[Segmentation dataset records]
* * * *

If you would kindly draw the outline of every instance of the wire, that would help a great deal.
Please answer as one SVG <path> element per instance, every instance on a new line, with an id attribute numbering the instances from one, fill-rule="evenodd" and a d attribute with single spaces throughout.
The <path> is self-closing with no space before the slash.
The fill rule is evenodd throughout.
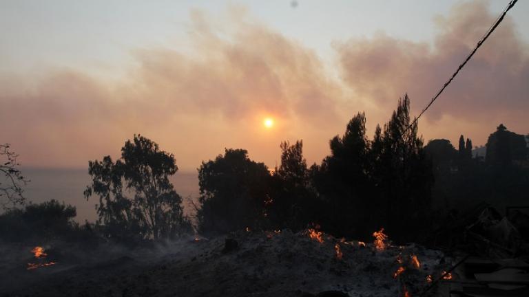
<path id="1" fill-rule="evenodd" d="M 421 116 L 424 113 L 426 110 L 428 110 L 428 108 L 433 104 L 433 102 L 435 101 L 436 99 L 439 97 L 439 95 L 441 95 L 441 93 L 444 91 L 444 89 L 446 88 L 446 87 L 450 85 L 450 82 L 452 82 L 452 80 L 454 80 L 454 78 L 457 75 L 457 74 L 459 73 L 459 71 L 465 66 L 467 62 L 472 58 L 473 56 L 474 56 L 474 54 L 477 51 L 477 49 L 479 49 L 483 43 L 485 42 L 486 40 L 488 38 L 489 36 L 494 32 L 494 30 L 496 29 L 496 28 L 499 25 L 500 23 L 501 23 L 501 21 L 504 20 L 504 18 L 505 17 L 505 15 L 507 14 L 507 12 L 508 12 L 512 7 L 515 6 L 515 4 L 518 1 L 518 0 L 512 0 L 507 5 L 507 7 L 504 10 L 503 12 L 501 12 L 501 14 L 496 19 L 496 21 L 488 28 L 488 30 L 486 31 L 485 34 L 481 37 L 481 39 L 477 43 L 477 45 L 476 45 L 476 47 L 474 48 L 474 50 L 470 52 L 470 54 L 466 57 L 464 61 L 459 65 L 459 67 L 457 67 L 457 70 L 455 71 L 455 72 L 452 74 L 452 76 L 446 81 L 446 82 L 443 85 L 443 87 L 437 91 L 437 93 L 435 94 L 435 96 L 432 98 L 431 100 L 430 100 L 430 102 L 426 104 L 426 107 L 424 107 L 420 113 L 419 113 L 419 116 L 417 116 L 414 120 L 413 122 L 412 122 L 411 124 L 410 124 L 409 126 L 408 126 L 408 128 L 405 131 L 409 130 L 411 127 L 413 127 L 415 124 L 417 124 L 417 122 L 419 120 L 419 118 L 421 117 Z"/>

* * * *

→ **Goal of the exercise**
Rewrite all the rows above with every "wire" replaced by "cable" and everything else unchanged, leaving the pictures out.

→ **Solution below**
If you would kindly draw the outline of every instance of the cable, that would help a great deal.
Please answer as one SVG <path> element per instance, every instance on a new line, with an id attribute numbering the instances from one, fill-rule="evenodd" and a d attribute with single spaces throughout.
The <path> is self-closing with no space before the slash.
The fill rule is evenodd throughout.
<path id="1" fill-rule="evenodd" d="M 421 116 L 424 113 L 426 110 L 428 110 L 428 108 L 433 104 L 433 102 L 435 101 L 436 99 L 439 97 L 439 95 L 441 95 L 441 93 L 444 91 L 444 89 L 446 88 L 446 87 L 450 85 L 450 82 L 452 82 L 452 80 L 454 80 L 454 78 L 457 75 L 457 74 L 459 73 L 459 71 L 465 66 L 467 62 L 472 58 L 473 56 L 474 56 L 474 54 L 477 51 L 477 49 L 479 49 L 483 43 L 485 42 L 486 40 L 488 38 L 489 36 L 494 32 L 494 30 L 496 29 L 496 28 L 499 25 L 500 23 L 501 23 L 501 21 L 504 20 L 504 18 L 505 17 L 505 15 L 507 14 L 507 12 L 508 12 L 512 7 L 515 6 L 515 4 L 518 1 L 518 0 L 512 0 L 507 5 L 507 7 L 504 10 L 503 12 L 501 12 L 501 14 L 496 19 L 496 21 L 488 28 L 488 30 L 486 31 L 485 34 L 481 37 L 481 39 L 477 43 L 477 45 L 476 45 L 476 47 L 474 48 L 474 50 L 470 52 L 470 54 L 466 57 L 464 61 L 459 65 L 459 67 L 457 67 L 457 70 L 455 71 L 455 72 L 452 74 L 452 76 L 446 81 L 446 82 L 443 85 L 443 87 L 437 91 L 437 93 L 435 94 L 435 96 L 432 98 L 431 100 L 430 100 L 430 102 L 426 104 L 426 107 L 424 107 L 420 113 L 419 113 L 419 116 L 417 116 L 414 120 L 413 122 L 412 122 L 411 124 L 410 124 L 409 126 L 408 126 L 408 128 L 405 131 L 409 130 L 411 127 L 413 127 L 415 124 L 417 124 L 417 122 L 419 120 L 419 118 L 421 117 Z"/>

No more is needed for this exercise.